Location labeling records:
━━━━━━━━━━━━━━━━

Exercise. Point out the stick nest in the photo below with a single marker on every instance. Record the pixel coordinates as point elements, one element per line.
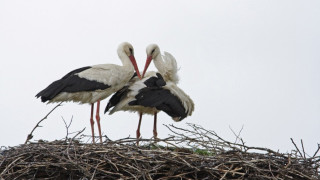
<point>193,153</point>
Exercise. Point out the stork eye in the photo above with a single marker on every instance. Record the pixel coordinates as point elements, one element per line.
<point>131,50</point>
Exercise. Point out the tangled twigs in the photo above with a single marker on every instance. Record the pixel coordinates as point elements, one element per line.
<point>30,136</point>
<point>192,153</point>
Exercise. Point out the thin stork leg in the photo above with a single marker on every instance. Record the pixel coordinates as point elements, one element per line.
<point>138,130</point>
<point>155,134</point>
<point>98,120</point>
<point>92,123</point>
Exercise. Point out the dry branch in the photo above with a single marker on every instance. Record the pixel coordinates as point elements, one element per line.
<point>192,153</point>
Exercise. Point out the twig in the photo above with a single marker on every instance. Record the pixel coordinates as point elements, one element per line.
<point>30,136</point>
<point>296,147</point>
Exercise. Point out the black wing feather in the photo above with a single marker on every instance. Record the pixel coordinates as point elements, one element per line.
<point>70,83</point>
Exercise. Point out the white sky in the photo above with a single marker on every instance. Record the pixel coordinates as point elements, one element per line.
<point>251,63</point>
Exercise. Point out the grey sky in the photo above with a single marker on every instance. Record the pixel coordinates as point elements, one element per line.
<point>251,63</point>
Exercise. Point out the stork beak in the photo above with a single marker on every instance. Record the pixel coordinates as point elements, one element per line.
<point>149,58</point>
<point>134,63</point>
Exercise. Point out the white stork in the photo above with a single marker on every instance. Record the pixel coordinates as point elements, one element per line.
<point>155,92</point>
<point>93,83</point>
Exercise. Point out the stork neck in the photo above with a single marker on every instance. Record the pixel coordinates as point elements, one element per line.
<point>160,65</point>
<point>126,62</point>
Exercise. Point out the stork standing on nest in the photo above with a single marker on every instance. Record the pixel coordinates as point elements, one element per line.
<point>92,84</point>
<point>156,91</point>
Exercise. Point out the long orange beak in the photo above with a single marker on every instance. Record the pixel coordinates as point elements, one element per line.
<point>149,59</point>
<point>134,63</point>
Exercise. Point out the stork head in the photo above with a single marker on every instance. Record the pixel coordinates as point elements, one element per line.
<point>153,51</point>
<point>126,49</point>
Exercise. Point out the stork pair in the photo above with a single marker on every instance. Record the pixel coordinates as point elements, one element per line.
<point>149,94</point>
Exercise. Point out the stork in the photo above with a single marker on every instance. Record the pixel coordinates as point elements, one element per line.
<point>156,91</point>
<point>91,84</point>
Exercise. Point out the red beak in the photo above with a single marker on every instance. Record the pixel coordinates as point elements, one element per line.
<point>149,59</point>
<point>134,63</point>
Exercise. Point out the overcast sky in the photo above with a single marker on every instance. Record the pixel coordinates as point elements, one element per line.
<point>244,63</point>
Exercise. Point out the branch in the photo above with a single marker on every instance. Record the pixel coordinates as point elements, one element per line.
<point>30,136</point>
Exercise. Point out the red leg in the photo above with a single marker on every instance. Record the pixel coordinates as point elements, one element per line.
<point>98,120</point>
<point>92,123</point>
<point>138,130</point>
<point>155,134</point>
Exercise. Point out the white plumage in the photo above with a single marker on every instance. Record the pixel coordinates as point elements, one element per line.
<point>133,92</point>
<point>92,84</point>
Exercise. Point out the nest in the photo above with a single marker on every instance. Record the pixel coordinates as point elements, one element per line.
<point>193,153</point>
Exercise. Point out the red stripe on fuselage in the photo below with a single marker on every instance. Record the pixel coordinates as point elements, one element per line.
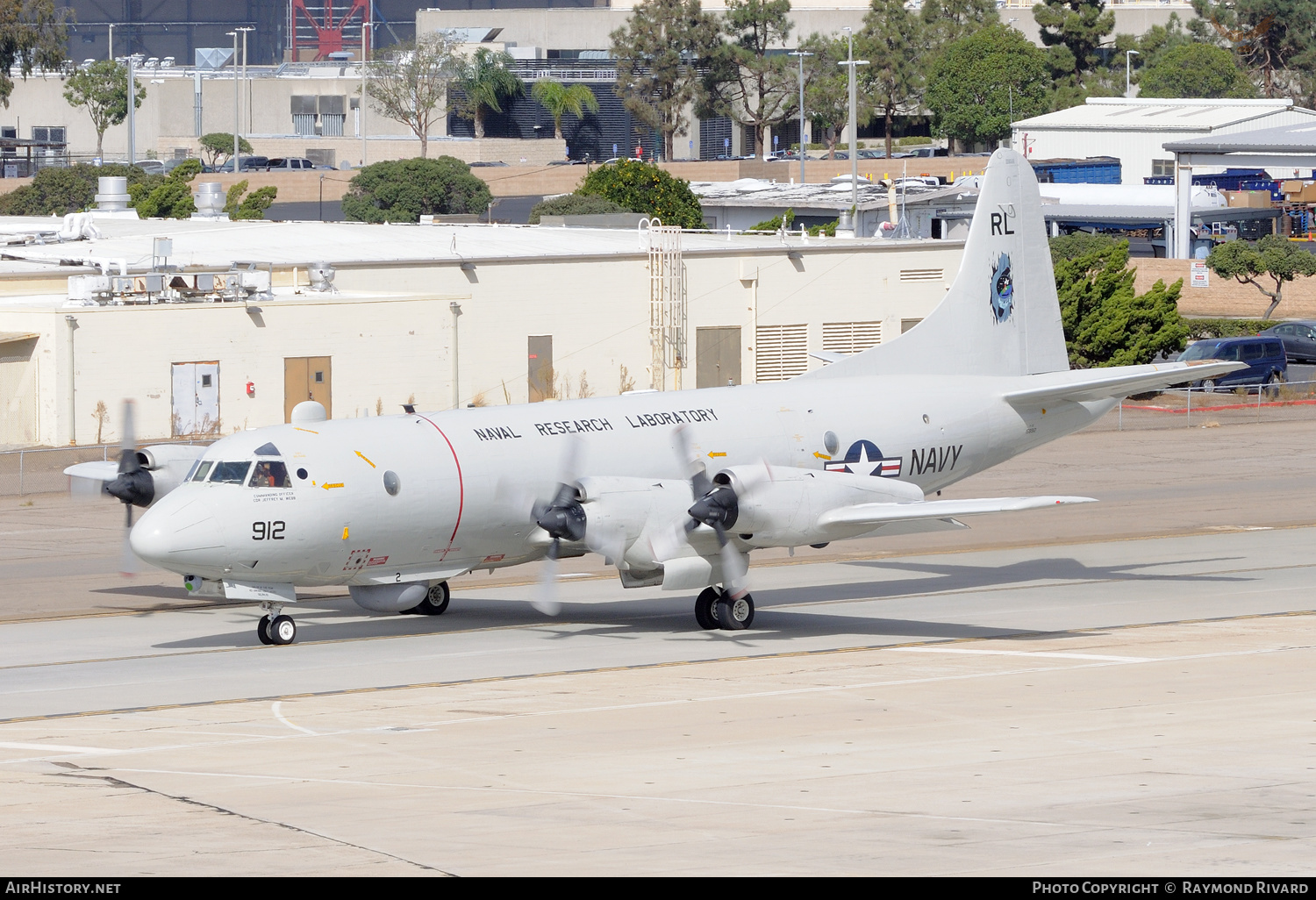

━━━━━━━━━━━━━━━━

WHAT YOU NEED TO DO. Rewrite the whole listing, switching every "Exercise" to "Task" and keeping everything else the same. Omit the pictures from your output.

FULL OUTPUT.
Task. Point out the stick nest in the photo below with a single marker on every instance. Record the pixel coordinates as point elements, one element per line.
<point>193,153</point>
Task. Point out the stork eye in the photo above with a single marker on every instance. Record the pixel coordinates as point elements, one element per line.
<point>131,50</point>
Task. Point out the tangled twigs in the photo above with a single marker on every instance. Record the pixel coordinates as point elements, one element per line.
<point>30,136</point>
<point>192,153</point>
Task. Point out the thin stork leg in the photo above with a single marker on every instance. Record the pixel coordinates as point elements, one element per line.
<point>138,130</point>
<point>155,134</point>
<point>98,120</point>
<point>92,123</point>
Task. Point out the dry branch in the photo above with a single marker on every instance. Record the pixel coordinates as point elements, one element per line.
<point>192,153</point>
Task. Point out the twig in the photo above with a single marker on every instance. Record the pixel coordinates as point elements, one element per line.
<point>30,136</point>
<point>296,147</point>
Task. Point out the black wing feather in the photo above with a single marker on every instance. Record the pixel coordinates as point elements, one element per line.
<point>70,83</point>
Task. Point out the white sky in the photo above with a single marker on every instance. Record the pixel coordinates as point elements, one element per line.
<point>251,63</point>
Task. Point out the grey sky in the photo above with a single marker on every instance. Record the pixel coordinates as point elements, one element per line.
<point>251,63</point>
Task. Point out the stork beak in the photo above with a single marker on every instance. Record the pixel coordinates as point elements, one element per line.
<point>149,58</point>
<point>134,63</point>
Task. Point out the white stork in the photo above with a single marker on every instance. Record the pixel coordinates as point elements, one element per line.
<point>155,92</point>
<point>93,83</point>
Task. Point out the stork neck in the photo above with a single marker on every instance. Record the pixel coordinates as point elements, one element per line.
<point>160,65</point>
<point>126,62</point>
Task. Point out the stork standing on nest in the photo above with a single marker on every instance. Record the pixel coordinates as point elements, one element per line.
<point>92,84</point>
<point>156,91</point>
Task. Point out the long orange beak in the photo above with a single marker on every instance. Record the pixel coordinates as point elements, one element per line.
<point>149,59</point>
<point>134,63</point>
Task. Point out the stork head in the photo above with a single marker on every instance. Record the pixel coordinates as point elements, one element per line.
<point>153,51</point>
<point>126,49</point>
Task. Point out the stork pair in the photo above with a single marker on every instance. Record the pixel coordinates as point elements, one element per line.
<point>149,94</point>
Task. Point out the stork in the photo above with a single marker on every instance. Record the pixel coordinates as point elements, one element per line.
<point>156,91</point>
<point>91,84</point>
Task. Point out the red beak in the photo above with a single marker on every instance. Record the pixel coordinates as point elements, one element per line.
<point>149,59</point>
<point>134,63</point>
Task. Point out the overcast sky in the photo above with a single marker on every instance. Record the pixel coordinates as point elements, one element per line.
<point>244,63</point>
Task. Point out the branch in the photo above with a single marker on every instance. Record the pixel coordinates as point elements, one element per line.
<point>30,136</point>
Task. Point out the red leg in the photo above with a single marker on every instance. Record the pixel coordinates as point elements, one element per line.
<point>98,120</point>
<point>92,123</point>
<point>138,130</point>
<point>155,134</point>
Task. Point out the white plumage in the photo above with a single marker on every instance. Record the pixel coordinates as point elements, one element per line.
<point>133,92</point>
<point>92,84</point>
Task. Point out the nest in the photo above with a single marker on every instance. Record the pixel coordinates as point elements, one element per line.
<point>193,153</point>
Task. Point out the red stripe on fuselage in the photo below with a single marker on every instance. Record the pixel coordinates as point elements, one element per line.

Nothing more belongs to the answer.